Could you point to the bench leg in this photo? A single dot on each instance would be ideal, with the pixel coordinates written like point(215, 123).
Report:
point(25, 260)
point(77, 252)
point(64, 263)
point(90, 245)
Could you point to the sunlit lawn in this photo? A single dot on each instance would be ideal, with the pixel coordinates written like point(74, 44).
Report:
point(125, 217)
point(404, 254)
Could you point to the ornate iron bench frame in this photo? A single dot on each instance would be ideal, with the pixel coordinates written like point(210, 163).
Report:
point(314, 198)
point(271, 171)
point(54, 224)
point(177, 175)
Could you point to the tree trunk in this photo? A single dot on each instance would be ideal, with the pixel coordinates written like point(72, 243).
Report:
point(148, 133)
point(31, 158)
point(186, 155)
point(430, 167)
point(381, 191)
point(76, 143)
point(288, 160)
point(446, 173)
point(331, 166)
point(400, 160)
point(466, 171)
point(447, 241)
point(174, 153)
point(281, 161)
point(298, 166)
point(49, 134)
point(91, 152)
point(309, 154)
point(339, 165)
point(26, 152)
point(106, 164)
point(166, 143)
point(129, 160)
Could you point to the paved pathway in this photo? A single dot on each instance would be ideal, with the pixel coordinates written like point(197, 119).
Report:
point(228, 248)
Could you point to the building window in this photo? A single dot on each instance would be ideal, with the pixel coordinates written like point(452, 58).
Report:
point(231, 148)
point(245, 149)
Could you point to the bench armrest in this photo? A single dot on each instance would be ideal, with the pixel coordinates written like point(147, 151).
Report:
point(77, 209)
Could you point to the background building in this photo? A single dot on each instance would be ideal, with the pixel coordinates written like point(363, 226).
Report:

## SET TASK
Could you give all of these records again with every "Report" changed to "Result" and nothing else altered?

## RESPONSE TO THE EXERCISE
Could you point to the bench leg in this photo? A single dot on each instance would be ideal, with the pixel coordinates written like point(215, 123).
Result:
point(25, 260)
point(77, 252)
point(64, 263)
point(90, 245)
Could you point to the sunlit lawn in this photo? A single dot on each instance would be ideal, with the pixel coordinates written like point(74, 44).
Result:
point(125, 217)
point(404, 254)
Could you point to the ornate iron bench frame in this photo? A single dot on each instance would be ideal, with the pixel coordinates written like point(210, 163).
Result:
point(314, 198)
point(271, 171)
point(54, 224)
point(177, 175)
Could you point to the tree trunk in this photo? A single dot on each instance would be ideal, with the pixel coordinates written like point(72, 243).
Result:
point(148, 133)
point(31, 158)
point(186, 155)
point(430, 167)
point(381, 191)
point(76, 143)
point(288, 160)
point(446, 173)
point(331, 166)
point(400, 160)
point(466, 171)
point(447, 241)
point(174, 153)
point(281, 161)
point(298, 166)
point(49, 134)
point(91, 152)
point(309, 154)
point(339, 165)
point(26, 152)
point(106, 164)
point(166, 143)
point(129, 160)
Could you point to the paved pathway in this photo? A single dot on each instance would be ideal, with the pixel coordinates written like point(197, 119).
Result:
point(228, 248)
Could you point to the building window in this photo? A single dot on each instance would be ideal, with the pixel coordinates written like point(452, 58).
Result:
point(231, 148)
point(245, 149)
Could you point to the bench armrest in this photo? A single dot on each instance would be ideal, with the pixel coordinates written like point(147, 151).
Result:
point(77, 209)
Could you point to the background building in this photo? A single dot on each instance would be ideal, with the pixel coordinates written like point(363, 226).
Result:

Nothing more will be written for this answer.